RAW RECORDS:
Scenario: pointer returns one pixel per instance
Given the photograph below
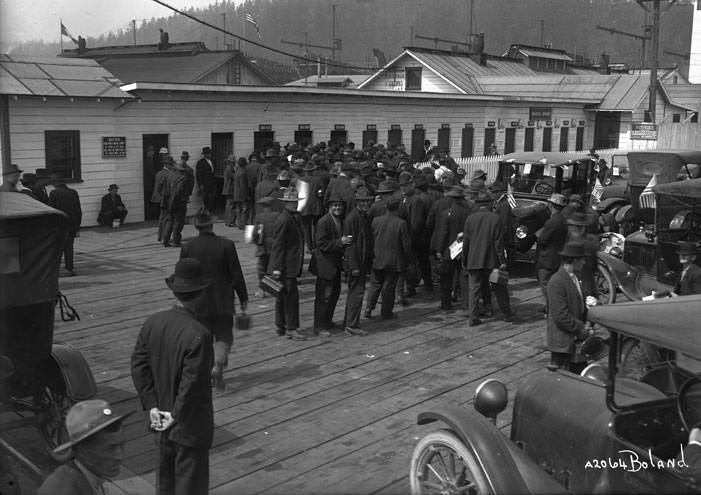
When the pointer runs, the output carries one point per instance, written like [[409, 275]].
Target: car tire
[[434, 456]]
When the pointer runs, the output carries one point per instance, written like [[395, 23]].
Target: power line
[[261, 45]]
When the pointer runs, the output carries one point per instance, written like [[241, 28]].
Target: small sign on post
[[114, 147]]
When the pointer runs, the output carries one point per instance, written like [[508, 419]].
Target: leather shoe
[[295, 335], [355, 331]]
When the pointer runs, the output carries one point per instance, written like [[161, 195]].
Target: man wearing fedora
[[550, 239], [328, 261], [96, 437], [171, 369], [204, 173], [690, 279], [286, 261], [567, 310], [220, 264], [111, 208], [65, 199]]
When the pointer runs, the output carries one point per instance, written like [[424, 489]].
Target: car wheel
[[637, 358], [604, 285], [442, 464]]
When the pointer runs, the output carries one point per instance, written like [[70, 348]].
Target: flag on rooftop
[[647, 197], [249, 18]]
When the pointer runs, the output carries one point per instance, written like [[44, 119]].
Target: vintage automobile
[[599, 432], [43, 379]]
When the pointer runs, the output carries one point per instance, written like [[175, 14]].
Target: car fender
[[74, 370], [507, 469]]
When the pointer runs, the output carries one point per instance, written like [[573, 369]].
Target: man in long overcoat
[[567, 310], [482, 251], [286, 262], [170, 368], [328, 258], [220, 265], [392, 248], [359, 254]]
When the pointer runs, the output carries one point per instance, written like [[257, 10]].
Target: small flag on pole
[[249, 18], [647, 197], [510, 196], [598, 190]]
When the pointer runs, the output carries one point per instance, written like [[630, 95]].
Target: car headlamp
[[521, 232]]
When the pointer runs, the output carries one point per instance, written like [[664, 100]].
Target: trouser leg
[[354, 300]]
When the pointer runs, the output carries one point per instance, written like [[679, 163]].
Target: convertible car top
[[643, 320]]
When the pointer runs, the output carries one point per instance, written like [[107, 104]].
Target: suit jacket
[[483, 241], [171, 369], [328, 253], [67, 200], [205, 174], [550, 242], [287, 256], [566, 312], [450, 223], [392, 245], [359, 254], [690, 283], [220, 264]]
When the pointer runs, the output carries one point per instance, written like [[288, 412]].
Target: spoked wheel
[[52, 427], [604, 285], [442, 464]]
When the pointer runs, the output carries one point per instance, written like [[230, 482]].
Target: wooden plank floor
[[330, 415]]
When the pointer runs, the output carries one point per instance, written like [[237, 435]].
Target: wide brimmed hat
[[187, 276], [573, 249], [578, 218], [557, 199], [687, 248], [86, 418]]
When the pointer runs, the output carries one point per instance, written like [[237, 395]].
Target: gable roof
[[45, 76]]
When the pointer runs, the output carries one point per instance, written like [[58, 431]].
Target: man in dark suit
[[328, 261], [359, 255], [204, 173], [567, 310], [451, 222], [286, 260], [392, 248], [170, 368], [482, 251], [111, 208], [550, 239], [690, 279], [220, 264], [67, 200]]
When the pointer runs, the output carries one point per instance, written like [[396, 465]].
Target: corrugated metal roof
[[43, 76]]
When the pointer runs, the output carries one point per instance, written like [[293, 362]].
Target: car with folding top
[[601, 431]]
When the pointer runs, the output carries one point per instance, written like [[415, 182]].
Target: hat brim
[[65, 446]]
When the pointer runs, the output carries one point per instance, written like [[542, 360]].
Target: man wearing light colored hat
[[96, 437], [176, 391]]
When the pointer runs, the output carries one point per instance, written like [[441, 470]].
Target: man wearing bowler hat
[[220, 264], [171, 369], [96, 437], [567, 310]]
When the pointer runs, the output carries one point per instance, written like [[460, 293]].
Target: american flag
[[647, 198], [249, 18], [598, 190], [510, 196]]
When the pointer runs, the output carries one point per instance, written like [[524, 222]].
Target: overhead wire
[[256, 43]]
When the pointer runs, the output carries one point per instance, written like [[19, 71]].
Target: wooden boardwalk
[[328, 415]]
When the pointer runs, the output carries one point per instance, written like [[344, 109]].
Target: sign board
[[114, 147], [643, 130], [540, 113]]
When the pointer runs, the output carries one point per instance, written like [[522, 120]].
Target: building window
[[62, 149], [412, 78]]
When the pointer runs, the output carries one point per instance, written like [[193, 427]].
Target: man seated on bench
[[112, 208]]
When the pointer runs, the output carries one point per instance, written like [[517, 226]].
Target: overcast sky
[[24, 20]]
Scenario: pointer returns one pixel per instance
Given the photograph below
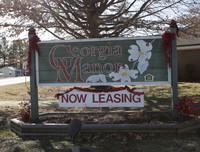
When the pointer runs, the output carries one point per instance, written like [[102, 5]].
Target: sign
[[110, 61], [122, 97]]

DIRECTIONS: Write out all the items above again with "pointer" swapped for "locator" everywhere it appears, keeping everything else the same. Omit the pictures.

REPLY:
Scenario: locator returns one pixel per instance
Given the photograph below
When the locator runs, the output carries one point per instance, written like [[409, 275]].
Target: car tire
[[434, 456]]
When the locator runs, the output carries one point per instance, written like [[395, 23]].
Target: power line
[[261, 45]]
When the locator runs, the output carries one point per instance, written like [[241, 28]].
Target: small sign on post
[[114, 147]]
When the locator runs, the output carries one point per instance, written like [[508, 419]].
Target: leather shoe
[[295, 335], [355, 331]]
When the locator runs, the output carries one point per instance, written like [[161, 195]].
Target: man wearing fedora
[[550, 239], [328, 261], [96, 437], [171, 369], [204, 173], [690, 279], [286, 261], [567, 310], [220, 264], [111, 208], [65, 199]]
When the locator runs, the output carries one point per instance, written like [[424, 489]].
Target: car wheel
[[637, 358], [604, 285], [442, 464]]
When the locator runs, the output carries one point per instance, written like [[70, 348]].
Target: flag on rooftop
[[647, 197], [249, 18]]
When the locator runs, the output carries one point per instance, written like [[44, 119]].
Target: vintage automobile
[[599, 432], [43, 379]]
When the locator runs, the output carries one point per instance, written like [[175, 14]].
Target: car fender
[[74, 370], [507, 469]]
When the locator runs, the output carries one point per instance, written like [[573, 369]].
Target: man in long overcoat
[[567, 310], [482, 251], [286, 262], [170, 368], [328, 258], [220, 265], [392, 248], [359, 254]]
When the locator runs, the output carries one point per instance, written like [[257, 10]].
Target: small flag on pole
[[249, 18], [647, 197], [510, 196], [598, 190]]
When the locator runs, the output carries one point per instance, written like [[630, 95]].
Target: car headlamp
[[521, 232]]
When the locator runs, the output carries one point per instance, written like [[664, 100]].
Target: trouser leg
[[354, 300]]
When the locator runs, the output carries one point per instance, written like [[679, 163]].
Target: convertible car top
[[643, 320]]
When the locator runs, the output carries one point per instance, written like [[107, 104]].
Target: suit jacket
[[483, 241], [171, 369], [328, 253], [67, 200], [205, 174], [550, 242], [287, 256], [566, 312], [450, 223], [392, 245], [359, 254], [690, 283], [220, 264]]
When the locator runs, the output carries one point per instance, written like [[288, 412]].
Target: spoked wheel
[[52, 427], [604, 285], [442, 464]]
When the locator runs, the output carries one point per instance, written like [[230, 482]].
Target: wooden plank floor
[[330, 415]]
When the locator runs, the output carries one point per instance, written like [[237, 435]].
Target: wide brimmed hat
[[187, 276], [573, 249], [578, 218], [557, 199], [687, 248], [86, 418]]
When the locator runs, the output carries one point per instance, written like [[237, 395]].
Target: gable roof
[[45, 76]]
When the locator runs, the output carries one point per instance, written like [[58, 431]].
Target: man in dark suit
[[328, 261], [359, 255], [204, 173], [567, 310], [451, 222], [286, 260], [392, 248], [170, 368], [482, 251], [111, 208], [550, 239], [690, 279], [220, 264], [67, 200]]
When the locator runs, the output carries one point per instance, written like [[396, 465]].
Target: corrugated metal roof
[[43, 76]]
When the locator runs, the output carries one point per instance, written like [[293, 362]].
Target: car with folding top
[[601, 431]]
When the locator runs, the output carries one point per instance, written like [[415, 182]].
Target: hat brim
[[65, 446]]
When the locator runs, the output carries one point per instance, written like [[542, 360]].
Target: man wearing light colored hat
[[96, 437], [176, 391]]
When the locator runs, the output carries one point per instance, written like [[441, 470]].
Target: man wearing bowler hat
[[220, 264], [171, 369], [96, 437], [567, 310]]
When the locator runs, the output carries one point per instance, written like [[460, 293]].
Target: american flag
[[647, 198], [249, 18], [598, 190], [510, 196]]
When the locator runs, the output carries one point per instance, written like [[524, 222]].
Target: overhead wire
[[256, 43]]
When the locator runs, the output carries one point per instance, written like [[19, 71]].
Target: wooden boardwalk
[[328, 415]]
When the locator runs, the output carries one point per instance, written like [[344, 109]].
Target: sign board
[[114, 147], [643, 130], [540, 113]]
When the locator runs, the output carries one point per instance, written like [[522, 120]].
Target: building window
[[62, 149], [412, 78]]
When the locator runs, the output carries one point per instance, written like [[193, 427]].
Target: man seated on bench
[[112, 208]]
When the locator runs, the output carries one point per instance, written like [[517, 226]].
Target: overcast sky
[[24, 20]]
Scenario: locator returns one pixel per instance
Given the photograph below
When the locator runs, the output carries one point per instance, written like [[102, 5]].
Target: sign
[[110, 61], [122, 97]]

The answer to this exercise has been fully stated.